Tareas del ejercicio:
- a) Copia sin cambios un pasaje del fragmento sobre Cleo: empieza en las palabras que contienen "El dominio del" y termina después de "prometer de todo.".
- b) Prosigue el fragmento sobre Cleo a partir de su última oración.

Fragmento seleccionado:
------------------------------------

Aquí, la técnica de la panorámica vuelve a mutarse en travelling
horizontal, siguiendo al personaje y al mismo tiempo retratando un mundo, una
sociedad. Delante de Cleo pasa un niño disfrazado de astronauta con unas cajas,
o al fondo del plano, como si la vida pasase “realmente” ante la protagonista,
gente mirando un espectáculo circense de un hombre cohete. La carpa también se
correrá ante Cleo y ante nosotros, cuando por fin encuentre a su novio. Fermín
está entrenando en un descampado con un grupo de jóvenes y la protagonista
decide pedirle alguna explicación de su desaparición, sobre todo sabiendo que está
embarazada de él. Vemos planos generales de un grupo de jóvenes entrenando un
arte marcial con palos. Alrededor de ellos se congregan la gente mirándolos y
divirtiéndose con ellos. Conviene señalar la condición de espectáculo siendo
disfrutado por el público a su alrededor.
El dominio del grupo ejercido bajo su
pasividad. Uno siendo controlado por unos siniestros personajes, vestidos con
ropa militar o de calle y entre ellos, la figura de un ridículo entrenador,
disfrazado como si fuese el mítico Santo, dándoles lecciones de concentración y
haciéndoles repetir un bufo ejercicio, que ninguno de los allí congregados sabe
hacerlo correctamente, salvo Cleo que lo copia a la perfección. La masa engatusada
para hacer cualquier cosa, embelesada, sometida a la decisión de uno. De ahí a
convertirlos en asesinos hay poco trecho, simplemente cambiándoles un palo por
una pistola. Aquí también se reflejará muy bien el contexto social, haciéndonos
partícipe de quien podría terminar en uno de esos batallones paramilitares. Los más desfavorecidos, aquellos que no tiene
nada y pueblan la búsqueda de Cleo, y a los que se les puede prometer de todo.

------------------------------------

Extracto de registros:
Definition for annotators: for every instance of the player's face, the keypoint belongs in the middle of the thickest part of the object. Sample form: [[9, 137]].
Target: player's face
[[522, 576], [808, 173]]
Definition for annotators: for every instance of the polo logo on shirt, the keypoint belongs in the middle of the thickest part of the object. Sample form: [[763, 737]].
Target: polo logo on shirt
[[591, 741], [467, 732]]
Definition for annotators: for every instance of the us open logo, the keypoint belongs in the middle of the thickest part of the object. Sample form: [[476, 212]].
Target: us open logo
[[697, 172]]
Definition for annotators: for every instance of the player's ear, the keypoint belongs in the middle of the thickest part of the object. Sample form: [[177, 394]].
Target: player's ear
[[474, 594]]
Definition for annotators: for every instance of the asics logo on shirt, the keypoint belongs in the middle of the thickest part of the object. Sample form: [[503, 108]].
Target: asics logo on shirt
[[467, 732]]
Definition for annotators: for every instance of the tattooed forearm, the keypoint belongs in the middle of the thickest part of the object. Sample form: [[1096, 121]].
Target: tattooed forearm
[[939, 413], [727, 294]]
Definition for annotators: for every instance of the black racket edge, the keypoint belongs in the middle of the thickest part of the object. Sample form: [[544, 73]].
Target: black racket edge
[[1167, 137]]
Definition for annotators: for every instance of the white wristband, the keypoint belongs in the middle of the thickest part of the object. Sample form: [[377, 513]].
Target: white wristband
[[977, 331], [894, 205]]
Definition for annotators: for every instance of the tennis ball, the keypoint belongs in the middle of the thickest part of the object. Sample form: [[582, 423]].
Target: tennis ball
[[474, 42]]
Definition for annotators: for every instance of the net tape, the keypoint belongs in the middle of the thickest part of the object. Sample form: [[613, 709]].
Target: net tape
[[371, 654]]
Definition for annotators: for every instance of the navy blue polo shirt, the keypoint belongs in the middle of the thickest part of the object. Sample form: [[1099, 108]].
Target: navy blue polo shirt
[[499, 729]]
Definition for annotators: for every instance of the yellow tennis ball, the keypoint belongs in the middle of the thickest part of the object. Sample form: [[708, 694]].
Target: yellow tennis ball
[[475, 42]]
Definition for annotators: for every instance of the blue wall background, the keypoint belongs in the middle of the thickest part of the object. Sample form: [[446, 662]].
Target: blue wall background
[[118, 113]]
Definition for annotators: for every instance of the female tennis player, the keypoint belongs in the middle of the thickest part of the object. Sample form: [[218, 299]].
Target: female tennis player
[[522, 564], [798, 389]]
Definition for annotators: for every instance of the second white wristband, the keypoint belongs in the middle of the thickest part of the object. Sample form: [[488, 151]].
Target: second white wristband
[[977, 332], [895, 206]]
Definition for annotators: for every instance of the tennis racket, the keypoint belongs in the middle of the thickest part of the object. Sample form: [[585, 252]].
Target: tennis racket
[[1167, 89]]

------------------------------------

Respuestas por tarea:
- a)
El dominio del grupo ejercido bajo su
pasividad. Uno siendo controlado por unos siniestros personajes, vestidos con
ropa militar o de calle y entre ellos, la figura de un ridículo entrenador,
disfrazado como si fuese el mítico Santo, dándoles lecciones de concentración y
haciéndoles repetir un bufo ejercicio, que ninguno de los allí congregados sabe
hacerlo correctamente, salvo Cleo que lo copia a la perfección. La masa engatusada
para hacer cualquier cosa, embelesada, sometida a la decisión de uno. De ahí a
convertirlos en asesinos hay poco trecho, simplemente cambiándoles un palo por
una pistola. Aquí también se reflejará muy bien el contexto social, haciéndonos
partícipe de quien podría terminar en uno de esos batallones paramilitares. Los más desfavorecidos, aquellos que no tiene
nada y pueblan la búsqueda de Cleo, y a los que se les puede prometer de todo.

- b)
Pero hay otro apunte muy interesante. Uno de poderosa raigambre identificativa
con el actante. Con esta secuencia hemos pasado de la caricatura a la violencia de los personajes, una transición lógica si atendemos al comportamiento que han
ido teniendo en su relación. En un primer encuentro, en una habitación de
hotel, Fermín la hace partícipe de una escenificación (repite los mismos
movimientos con una vara de una bañera pero desnudo), no hay más que ver cómo
Cleo le dedica una mirada de resignación por la futilidad del hecho y de
cariño, arqueando su sonrisa hacia un lado, se está enamorando de él y después,
en el descampado, antes de subir a un camión ya no de jóvenes sino de sicarios
institucionalizados, Fermín la llegará a amenazar con matarla, a ella y a su bebé. El rostro de Cleo se ha transformado
pero no sólo el de ella, el de espectador también lo ha hecho. Hemos pasado de
la sonrisa del primer momento a su congelación en el segundo. Cosa curiosa, si creíamos que esto de la
inocencia no nos podría salpicar, films como Roma, nos posiciona a todos ante
ese candor y eleva a su protagonista a casi heroína mitológica cuando “salva de
las aguas” a los niños que tiene a su cuidado, sabiendo que no sabe nadar.
No
importa, una puede ser tontamente inocente (el desengaño amoroso), la pueden
insultar (el padre le echa la culpa de las excreciones de un perro que no sale
nunca de paseo) o llegar a ser ninguneada (cuando la ingresan para dar a
luz, la abuela solamente sabe su nombre, no sabe nada más de
ella) que ella lo soportará. Sus actos son de una inconsciencia terrible pero
ejemplifican una honestidad inquebrantable que la posicionan en un lugar
privilegiado, como símbolo (y sus actos son simbólicos al respecto, cuando suba
una escalera, dirigiéndose a ese refugio que es la azotea donde ha tenido un
momento de intimidad con el más peque de la casa, haciéndose la muerta con él
mismo), como vínculo ya no solamente de una familia sino de una sociedad que ha
estado ninguneando a las trabajadoras domésticas durante años, y donde los
mexicanos han construido familias enteras.